**Provided text**

/---

[clangd-dev] [llvm-dev] Subprojects, GitHub, and the Monorepo

Renato Golin via clangd-dev clangd-dev at lists.llvm.org
Sun Oct 21 05:27:33 PDT 2018


On Sun, 21 Oct 2018 at 02:39, Duncan P. N. Exon Smith via llvm-dev
<llvm-dev at lists.llvm.org> wrote:
>> Yes, everyone has a github account -- but I think everyone could also use bugzilla easily enough, if we add a "Login with github" button. I would like someone to volunteer to work on getting bugzilla patched with that functionality. (Someone, please volunteer!)

I'd only put the effort if we aim to continue it for a long time after
the GitHub migration. I don't mind bugzilla, github issues, or any
other, but migrations are always messy and we're already doing a big
one.

Adding login with GitHub won't stop spam and will have bad
integration, trouble of managing previous emails from older posts for
the same person, etc.

>  - our users still won't know how to use bugzilla

Does anyone?

\---

[Collected data entries]

/---

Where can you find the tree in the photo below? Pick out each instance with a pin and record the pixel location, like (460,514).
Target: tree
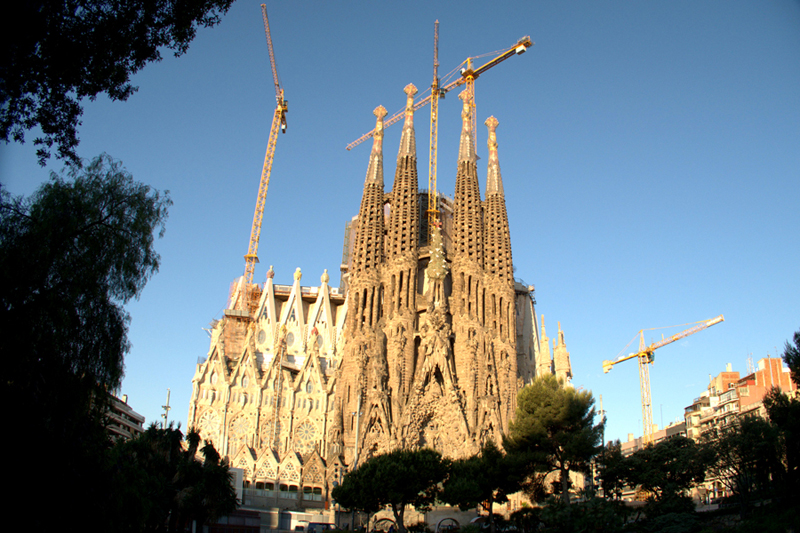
(483,479)
(56,53)
(70,256)
(666,470)
(160,485)
(742,456)
(791,356)
(784,413)
(554,427)
(612,470)
(397,479)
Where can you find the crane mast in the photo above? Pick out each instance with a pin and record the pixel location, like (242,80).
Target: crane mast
(468,75)
(433,194)
(278,122)
(645,357)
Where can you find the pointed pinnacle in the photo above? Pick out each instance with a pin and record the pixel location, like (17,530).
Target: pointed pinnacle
(375,168)
(466,149)
(408,143)
(494,182)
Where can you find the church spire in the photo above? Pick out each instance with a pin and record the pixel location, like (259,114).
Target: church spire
(403,228)
(561,359)
(408,144)
(375,168)
(466,147)
(544,364)
(368,249)
(497,248)
(494,182)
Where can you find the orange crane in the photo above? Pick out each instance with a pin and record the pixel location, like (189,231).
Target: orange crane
(646,357)
(468,76)
(278,122)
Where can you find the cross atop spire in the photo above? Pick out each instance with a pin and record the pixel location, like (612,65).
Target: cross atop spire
(408,144)
(466,148)
(494,182)
(375,168)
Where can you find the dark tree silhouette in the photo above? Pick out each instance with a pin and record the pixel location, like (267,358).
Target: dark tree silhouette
(57,52)
(397,479)
(70,257)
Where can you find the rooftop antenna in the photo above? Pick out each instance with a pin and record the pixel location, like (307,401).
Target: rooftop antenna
(166,409)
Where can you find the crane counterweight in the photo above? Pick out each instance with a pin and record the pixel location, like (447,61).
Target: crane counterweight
(646,357)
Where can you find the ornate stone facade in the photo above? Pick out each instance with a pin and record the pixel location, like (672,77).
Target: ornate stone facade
(425,344)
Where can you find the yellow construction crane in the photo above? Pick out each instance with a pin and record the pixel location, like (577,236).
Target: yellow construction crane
(433,194)
(468,76)
(646,357)
(278,121)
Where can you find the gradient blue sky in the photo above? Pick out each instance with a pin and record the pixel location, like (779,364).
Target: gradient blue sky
(650,154)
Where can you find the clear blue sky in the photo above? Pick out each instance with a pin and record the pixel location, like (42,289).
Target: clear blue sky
(650,154)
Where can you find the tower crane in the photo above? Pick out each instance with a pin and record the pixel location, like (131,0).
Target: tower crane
(468,76)
(645,357)
(278,122)
(433,194)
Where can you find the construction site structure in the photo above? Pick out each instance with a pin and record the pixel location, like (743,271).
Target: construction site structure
(425,343)
(646,357)
(468,76)
(248,299)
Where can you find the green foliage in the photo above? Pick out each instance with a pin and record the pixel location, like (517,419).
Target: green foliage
(612,470)
(70,256)
(673,522)
(791,356)
(744,456)
(554,429)
(784,413)
(666,469)
(160,485)
(55,53)
(526,520)
(397,479)
(483,479)
(591,514)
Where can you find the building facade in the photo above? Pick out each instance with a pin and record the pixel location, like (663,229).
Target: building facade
(426,342)
(728,397)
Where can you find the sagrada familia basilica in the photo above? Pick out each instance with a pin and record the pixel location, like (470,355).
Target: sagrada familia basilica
(425,344)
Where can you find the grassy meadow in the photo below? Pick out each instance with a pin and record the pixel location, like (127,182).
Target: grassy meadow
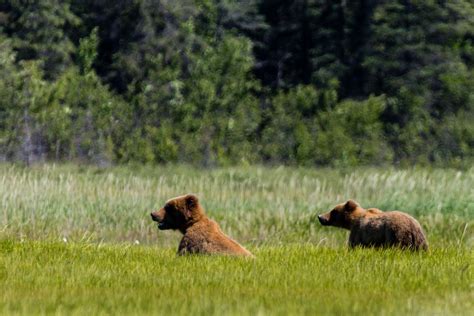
(76,240)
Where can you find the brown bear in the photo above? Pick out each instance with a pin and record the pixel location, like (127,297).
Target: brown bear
(201,234)
(374,228)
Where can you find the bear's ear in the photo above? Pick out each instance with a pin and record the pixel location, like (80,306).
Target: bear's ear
(350,205)
(191,201)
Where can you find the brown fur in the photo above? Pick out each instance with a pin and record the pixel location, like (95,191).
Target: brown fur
(374,228)
(201,234)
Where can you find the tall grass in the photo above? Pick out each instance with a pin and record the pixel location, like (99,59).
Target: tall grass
(257,205)
(80,241)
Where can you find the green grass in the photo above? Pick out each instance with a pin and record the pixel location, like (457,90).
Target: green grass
(78,240)
(43,277)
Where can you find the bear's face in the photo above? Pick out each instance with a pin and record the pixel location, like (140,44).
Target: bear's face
(177,213)
(340,216)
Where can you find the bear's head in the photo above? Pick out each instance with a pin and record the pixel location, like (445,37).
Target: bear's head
(342,215)
(178,213)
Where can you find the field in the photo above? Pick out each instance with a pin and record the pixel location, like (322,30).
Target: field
(76,240)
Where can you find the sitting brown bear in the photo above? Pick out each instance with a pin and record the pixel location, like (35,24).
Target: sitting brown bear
(201,234)
(374,228)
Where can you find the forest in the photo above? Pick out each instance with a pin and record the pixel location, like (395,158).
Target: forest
(216,83)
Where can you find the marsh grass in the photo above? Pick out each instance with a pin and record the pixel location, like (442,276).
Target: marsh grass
(77,240)
(258,206)
(84,278)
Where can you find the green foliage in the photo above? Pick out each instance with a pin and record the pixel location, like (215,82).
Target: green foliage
(85,278)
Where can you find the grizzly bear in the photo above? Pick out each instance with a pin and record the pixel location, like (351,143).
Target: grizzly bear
(374,228)
(201,234)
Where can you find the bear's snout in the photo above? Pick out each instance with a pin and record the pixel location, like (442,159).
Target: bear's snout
(323,220)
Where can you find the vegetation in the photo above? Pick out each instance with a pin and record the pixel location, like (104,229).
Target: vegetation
(59,278)
(256,205)
(78,240)
(217,83)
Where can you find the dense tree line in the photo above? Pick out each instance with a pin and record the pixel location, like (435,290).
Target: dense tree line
(210,82)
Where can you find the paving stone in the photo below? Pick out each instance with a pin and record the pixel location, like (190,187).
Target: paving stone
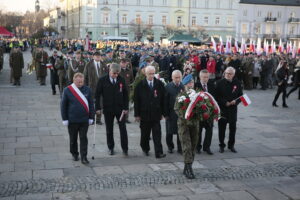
(237,195)
(47,174)
(143,192)
(108,170)
(204,187)
(267,194)
(167,190)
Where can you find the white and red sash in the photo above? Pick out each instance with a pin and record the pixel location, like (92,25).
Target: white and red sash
(79,96)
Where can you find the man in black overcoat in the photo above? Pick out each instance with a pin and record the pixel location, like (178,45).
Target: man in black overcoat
(149,110)
(228,91)
(112,89)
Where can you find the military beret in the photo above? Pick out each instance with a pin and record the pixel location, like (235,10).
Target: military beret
(188,78)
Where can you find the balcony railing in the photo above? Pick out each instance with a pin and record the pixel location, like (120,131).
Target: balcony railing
(294,20)
(270,19)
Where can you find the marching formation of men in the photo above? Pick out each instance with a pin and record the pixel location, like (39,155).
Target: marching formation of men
(103,82)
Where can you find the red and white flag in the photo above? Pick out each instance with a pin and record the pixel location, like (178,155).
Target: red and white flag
(245,100)
(79,96)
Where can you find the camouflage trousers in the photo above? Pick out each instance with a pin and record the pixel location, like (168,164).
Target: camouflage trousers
(188,136)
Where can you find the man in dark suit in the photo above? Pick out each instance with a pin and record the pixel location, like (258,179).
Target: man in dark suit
(228,91)
(206,86)
(112,89)
(77,111)
(149,110)
(172,90)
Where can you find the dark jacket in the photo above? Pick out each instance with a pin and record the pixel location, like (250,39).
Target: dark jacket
(114,96)
(227,91)
(72,110)
(170,97)
(149,103)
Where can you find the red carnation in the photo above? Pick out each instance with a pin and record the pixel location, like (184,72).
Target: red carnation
(205,116)
(216,111)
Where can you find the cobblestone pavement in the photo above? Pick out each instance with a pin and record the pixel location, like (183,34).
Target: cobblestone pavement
(35,162)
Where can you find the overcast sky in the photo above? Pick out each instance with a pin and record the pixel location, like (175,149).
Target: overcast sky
(24,5)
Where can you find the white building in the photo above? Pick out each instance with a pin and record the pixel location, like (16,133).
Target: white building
(268,19)
(100,18)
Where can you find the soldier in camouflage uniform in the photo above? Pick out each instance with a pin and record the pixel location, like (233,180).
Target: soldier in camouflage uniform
(188,133)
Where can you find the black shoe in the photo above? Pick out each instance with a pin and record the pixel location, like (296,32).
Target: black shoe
(84,161)
(160,155)
(75,158)
(208,151)
(125,153)
(221,150)
(274,105)
(111,152)
(170,150)
(232,150)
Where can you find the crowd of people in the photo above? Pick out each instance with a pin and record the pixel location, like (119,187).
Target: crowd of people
(104,78)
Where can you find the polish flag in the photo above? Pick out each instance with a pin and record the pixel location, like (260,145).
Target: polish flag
(258,47)
(236,46)
(214,43)
(245,100)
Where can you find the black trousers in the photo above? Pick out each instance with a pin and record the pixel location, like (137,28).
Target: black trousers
(146,128)
(80,129)
(170,131)
(208,126)
(222,123)
(109,124)
(281,89)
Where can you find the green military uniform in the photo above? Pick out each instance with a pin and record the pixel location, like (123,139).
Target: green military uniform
(41,58)
(16,62)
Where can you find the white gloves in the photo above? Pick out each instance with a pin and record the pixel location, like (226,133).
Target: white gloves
(66,123)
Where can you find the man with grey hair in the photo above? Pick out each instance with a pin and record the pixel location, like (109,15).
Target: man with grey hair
(172,90)
(149,110)
(228,91)
(111,88)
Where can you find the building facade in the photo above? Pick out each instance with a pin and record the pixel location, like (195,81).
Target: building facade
(268,19)
(147,19)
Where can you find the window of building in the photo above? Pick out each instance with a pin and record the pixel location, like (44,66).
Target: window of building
(205,20)
(164,20)
(124,19)
(206,4)
(179,21)
(259,13)
(258,29)
(244,28)
(150,20)
(217,21)
(89,17)
(105,18)
(150,2)
(230,4)
(179,3)
(194,21)
(279,14)
(194,3)
(218,4)
(138,19)
(229,21)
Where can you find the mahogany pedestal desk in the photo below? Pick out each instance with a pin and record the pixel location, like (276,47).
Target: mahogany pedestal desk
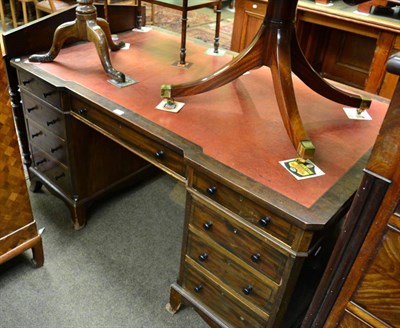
(255,240)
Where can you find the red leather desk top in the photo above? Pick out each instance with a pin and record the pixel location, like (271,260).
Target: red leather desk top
(237,124)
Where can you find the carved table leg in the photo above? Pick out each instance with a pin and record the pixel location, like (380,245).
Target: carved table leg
(63,32)
(314,81)
(98,37)
(175,301)
(78,216)
(85,27)
(38,256)
(280,65)
(217,26)
(182,61)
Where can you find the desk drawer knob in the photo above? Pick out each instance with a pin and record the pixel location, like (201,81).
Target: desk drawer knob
(44,160)
(53,150)
(37,134)
(51,122)
(25,82)
(208,225)
(256,258)
(160,154)
(57,177)
(82,111)
(198,288)
(247,290)
(46,94)
(31,109)
(264,221)
(211,190)
(203,257)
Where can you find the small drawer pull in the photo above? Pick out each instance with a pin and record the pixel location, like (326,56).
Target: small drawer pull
(46,94)
(203,257)
(44,160)
(256,258)
(57,177)
(208,225)
(247,290)
(31,109)
(198,288)
(264,221)
(211,190)
(51,122)
(25,82)
(160,154)
(82,111)
(37,134)
(53,150)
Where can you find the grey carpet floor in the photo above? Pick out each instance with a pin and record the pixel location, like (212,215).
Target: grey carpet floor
(115,272)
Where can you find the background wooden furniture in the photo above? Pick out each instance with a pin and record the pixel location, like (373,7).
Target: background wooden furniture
(51,6)
(352,48)
(18,230)
(361,286)
(185,6)
(24,4)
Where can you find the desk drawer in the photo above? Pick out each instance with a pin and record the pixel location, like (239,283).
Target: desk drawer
(40,88)
(267,258)
(43,114)
(255,7)
(144,146)
(220,301)
(245,208)
(41,138)
(54,170)
(237,276)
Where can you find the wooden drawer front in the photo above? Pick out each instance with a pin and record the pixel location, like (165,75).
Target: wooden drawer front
(349,320)
(40,88)
(43,114)
(45,140)
(236,275)
(250,211)
(151,150)
(255,7)
(230,234)
(55,171)
(219,301)
(384,271)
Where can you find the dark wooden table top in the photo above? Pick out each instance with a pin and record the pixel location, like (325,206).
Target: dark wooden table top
(238,125)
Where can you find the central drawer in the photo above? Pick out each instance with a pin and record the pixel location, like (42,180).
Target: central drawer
(53,170)
(232,235)
(154,151)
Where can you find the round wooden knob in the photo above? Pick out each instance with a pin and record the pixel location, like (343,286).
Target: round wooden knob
(256,258)
(208,225)
(264,221)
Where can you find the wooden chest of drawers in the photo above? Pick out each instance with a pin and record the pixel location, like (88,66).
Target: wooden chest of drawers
(59,163)
(243,264)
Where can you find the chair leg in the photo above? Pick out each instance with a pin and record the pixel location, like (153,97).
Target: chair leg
(13,15)
(24,12)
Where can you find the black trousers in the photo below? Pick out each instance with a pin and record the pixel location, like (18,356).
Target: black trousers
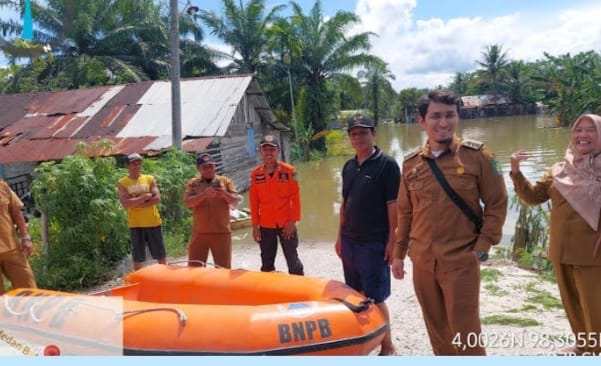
(269,249)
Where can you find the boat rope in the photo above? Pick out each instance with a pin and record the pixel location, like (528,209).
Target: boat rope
(362,306)
(203,263)
(182,317)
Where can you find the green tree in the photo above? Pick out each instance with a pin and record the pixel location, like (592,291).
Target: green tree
(375,81)
(348,92)
(407,103)
(88,228)
(517,84)
(325,50)
(245,28)
(494,60)
(98,42)
(569,85)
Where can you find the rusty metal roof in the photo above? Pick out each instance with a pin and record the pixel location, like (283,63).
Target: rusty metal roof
(478,101)
(134,118)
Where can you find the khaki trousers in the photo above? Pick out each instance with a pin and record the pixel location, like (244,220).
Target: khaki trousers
(580,291)
(450,302)
(15,267)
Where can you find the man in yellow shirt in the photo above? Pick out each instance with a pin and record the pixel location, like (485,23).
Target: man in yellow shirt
(14,252)
(139,194)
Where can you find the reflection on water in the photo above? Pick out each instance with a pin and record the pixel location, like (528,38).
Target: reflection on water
(321,181)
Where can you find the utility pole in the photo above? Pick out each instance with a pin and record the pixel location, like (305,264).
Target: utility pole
(176,103)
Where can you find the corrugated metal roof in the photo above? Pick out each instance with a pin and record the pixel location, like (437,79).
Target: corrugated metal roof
(208,106)
(475,101)
(135,117)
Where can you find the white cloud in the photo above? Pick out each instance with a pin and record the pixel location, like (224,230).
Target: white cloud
(427,52)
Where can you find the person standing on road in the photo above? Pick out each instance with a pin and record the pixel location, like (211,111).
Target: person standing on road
(443,226)
(370,183)
(275,208)
(140,196)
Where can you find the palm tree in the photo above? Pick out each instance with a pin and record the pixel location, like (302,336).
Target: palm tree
(98,42)
(570,84)
(94,42)
(493,63)
(245,28)
(517,84)
(196,59)
(324,52)
(375,79)
(460,83)
(407,103)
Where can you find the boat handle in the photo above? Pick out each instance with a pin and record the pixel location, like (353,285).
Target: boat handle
(194,261)
(362,306)
(8,308)
(181,315)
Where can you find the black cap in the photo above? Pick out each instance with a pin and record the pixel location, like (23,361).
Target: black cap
(134,157)
(360,120)
(202,159)
(269,140)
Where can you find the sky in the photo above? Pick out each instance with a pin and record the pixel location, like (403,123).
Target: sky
(426,42)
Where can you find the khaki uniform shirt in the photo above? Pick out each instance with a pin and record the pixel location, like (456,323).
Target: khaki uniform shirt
(572,240)
(211,216)
(432,228)
(8,201)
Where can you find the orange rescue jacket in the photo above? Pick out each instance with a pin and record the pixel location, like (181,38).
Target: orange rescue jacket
(274,199)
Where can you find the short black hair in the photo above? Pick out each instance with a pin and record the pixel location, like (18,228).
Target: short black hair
(437,96)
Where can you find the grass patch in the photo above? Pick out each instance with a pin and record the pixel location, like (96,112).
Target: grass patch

\---

**Directive A**
Reproduce the passage of the mailing-list post on bugzilla and GitHub between "Adding login with" and "Does anyone?", inclusive.
**Directive B**
Proceed with the mailing-list post on bugzilla and the GitHub migration, continuing from its final line.

**Final result A**
Adding login with GitHub won't stop spam and will have bad
integration, trouble of managing previous emails from older posts for
the same person, etc.

>  - our users still won't know how to use bugzilla

Does anyone?

**Final result B**
>  - bolted-on github account support is second-class (e.g. cc lists are still email addresses, @mentions don't work)

Yup.

>  - bugzilla's UI is atrocious (hard to summarize; happy to go into this if there's real disagreement)

Bugzilla is 20 years old. It was done before the dot-com crash when
every click was a new page, with all the context issues from the
times, and it's still basically the same.

For the same 20 years, I have used numerous tracking systems and all
of them are bad in some way. I'm sure if/when we get to use GitHub's
we'll realise that tags just don't scale, or that we can't separate
the projects correctly, or that we would have done something silly in
the beginning and not be able to move later one.

Rushing moving away from bugzilla is not a wise decision, IMHO.

> I don't think anyone likes or wants to use or administer Bugzilla.  It's just what we have right now and we don't as a community have bandwidth to figure out what to do until we've made the repository move.  When we have bandwidth, we should just fix this across the project.  Probably after we move the repo; possibly with GitHub issues, but I think it should be the same across the project.

Agreed.

> I can see how having a completely separate bug tracker could help a little, but I'm skeptical there are major benefits over putting each tool that has a distinct userbase at the top-level.
> - clang
> - clangd
> - (whatever else)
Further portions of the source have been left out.